**Problem description**
Please return each entry in the listing exactly.

**Data for review**
※
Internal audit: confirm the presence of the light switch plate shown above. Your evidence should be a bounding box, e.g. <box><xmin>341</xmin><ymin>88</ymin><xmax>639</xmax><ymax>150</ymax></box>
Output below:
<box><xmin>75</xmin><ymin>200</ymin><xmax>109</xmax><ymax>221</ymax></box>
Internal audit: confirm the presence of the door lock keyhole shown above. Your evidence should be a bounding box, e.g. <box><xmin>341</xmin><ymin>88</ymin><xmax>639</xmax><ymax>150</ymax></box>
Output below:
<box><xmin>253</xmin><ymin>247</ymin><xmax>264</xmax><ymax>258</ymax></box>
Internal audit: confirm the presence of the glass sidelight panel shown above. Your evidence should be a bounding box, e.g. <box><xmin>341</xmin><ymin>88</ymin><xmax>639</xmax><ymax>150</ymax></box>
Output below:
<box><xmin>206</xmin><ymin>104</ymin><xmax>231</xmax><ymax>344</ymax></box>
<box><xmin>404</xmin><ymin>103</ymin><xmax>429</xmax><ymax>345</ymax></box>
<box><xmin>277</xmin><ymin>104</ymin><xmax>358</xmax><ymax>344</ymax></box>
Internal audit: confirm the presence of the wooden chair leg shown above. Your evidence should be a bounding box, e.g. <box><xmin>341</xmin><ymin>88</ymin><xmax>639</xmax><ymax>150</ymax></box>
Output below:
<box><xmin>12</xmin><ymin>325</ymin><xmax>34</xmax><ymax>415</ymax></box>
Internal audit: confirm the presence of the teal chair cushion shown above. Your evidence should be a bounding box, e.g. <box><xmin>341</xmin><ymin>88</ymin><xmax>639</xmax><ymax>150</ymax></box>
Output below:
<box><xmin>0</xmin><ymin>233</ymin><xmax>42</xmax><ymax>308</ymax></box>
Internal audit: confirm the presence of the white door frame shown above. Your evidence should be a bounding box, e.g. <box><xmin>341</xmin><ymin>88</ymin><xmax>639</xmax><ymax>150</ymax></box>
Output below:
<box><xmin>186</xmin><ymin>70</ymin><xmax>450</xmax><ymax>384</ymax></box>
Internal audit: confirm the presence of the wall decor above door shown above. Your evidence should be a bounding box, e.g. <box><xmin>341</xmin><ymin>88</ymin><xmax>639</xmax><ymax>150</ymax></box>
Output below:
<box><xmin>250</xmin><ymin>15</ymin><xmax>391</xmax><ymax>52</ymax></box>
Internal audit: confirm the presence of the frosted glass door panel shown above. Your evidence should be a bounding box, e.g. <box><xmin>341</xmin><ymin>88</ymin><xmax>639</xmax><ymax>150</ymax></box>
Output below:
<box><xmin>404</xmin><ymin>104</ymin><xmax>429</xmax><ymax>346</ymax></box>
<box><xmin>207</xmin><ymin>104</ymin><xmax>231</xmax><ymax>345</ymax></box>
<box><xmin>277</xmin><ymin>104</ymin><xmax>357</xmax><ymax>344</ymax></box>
※
**Solution for this problem**
Internal audit: confirm the presence of the light switch plate shown above. Your evidence should be a bounding box, e.g. <box><xmin>341</xmin><ymin>88</ymin><xmax>639</xmax><ymax>150</ymax></box>
Output below:
<box><xmin>75</xmin><ymin>200</ymin><xmax>109</xmax><ymax>221</ymax></box>
Internal audit: confirm the presence of the door lock keyhole shown above. Your evidence should be a bounding box, e.g. <box><xmin>341</xmin><ymin>88</ymin><xmax>639</xmax><ymax>150</ymax></box>
Output below:
<box><xmin>253</xmin><ymin>247</ymin><xmax>264</xmax><ymax>258</ymax></box>
Internal audit: confirm the presence of the glass sidelight panel shown above. Your evidence should be a bounding box, e.g. <box><xmin>341</xmin><ymin>88</ymin><xmax>639</xmax><ymax>150</ymax></box>
Output below:
<box><xmin>206</xmin><ymin>104</ymin><xmax>231</xmax><ymax>344</ymax></box>
<box><xmin>404</xmin><ymin>103</ymin><xmax>429</xmax><ymax>345</ymax></box>
<box><xmin>277</xmin><ymin>104</ymin><xmax>358</xmax><ymax>344</ymax></box>
Internal audit: confirm the presence of the wooden chair leg shown above. Your evidence should be a bounding box, e.g. <box><xmin>341</xmin><ymin>88</ymin><xmax>639</xmax><ymax>150</ymax></box>
Output below:
<box><xmin>12</xmin><ymin>325</ymin><xmax>34</xmax><ymax>415</ymax></box>
Internal audit: confirm the presence of the teal chair cushion shown above. Your evidence should be a bounding box, e.g. <box><xmin>341</xmin><ymin>88</ymin><xmax>639</xmax><ymax>150</ymax></box>
Output below:
<box><xmin>0</xmin><ymin>233</ymin><xmax>42</xmax><ymax>308</ymax></box>
Internal audit: confirm the presence of the white door frame shown above. Your evidence should be a bounding box, e.g. <box><xmin>341</xmin><ymin>88</ymin><xmax>639</xmax><ymax>150</ymax></box>
Output below:
<box><xmin>186</xmin><ymin>70</ymin><xmax>450</xmax><ymax>384</ymax></box>
Internal audit: confirm the presence of the wall decor above door shown above. Your evidence should be a bounding box, e.g. <box><xmin>341</xmin><ymin>88</ymin><xmax>639</xmax><ymax>150</ymax></box>
Output below:
<box><xmin>250</xmin><ymin>15</ymin><xmax>391</xmax><ymax>52</ymax></box>
Internal audit: confirm the presence of the frosted glass door panel shown above. Your evidence should be a bounding box, e.g. <box><xmin>341</xmin><ymin>88</ymin><xmax>639</xmax><ymax>150</ymax></box>
Output below:
<box><xmin>404</xmin><ymin>104</ymin><xmax>429</xmax><ymax>346</ymax></box>
<box><xmin>207</xmin><ymin>104</ymin><xmax>231</xmax><ymax>345</ymax></box>
<box><xmin>277</xmin><ymin>104</ymin><xmax>357</xmax><ymax>344</ymax></box>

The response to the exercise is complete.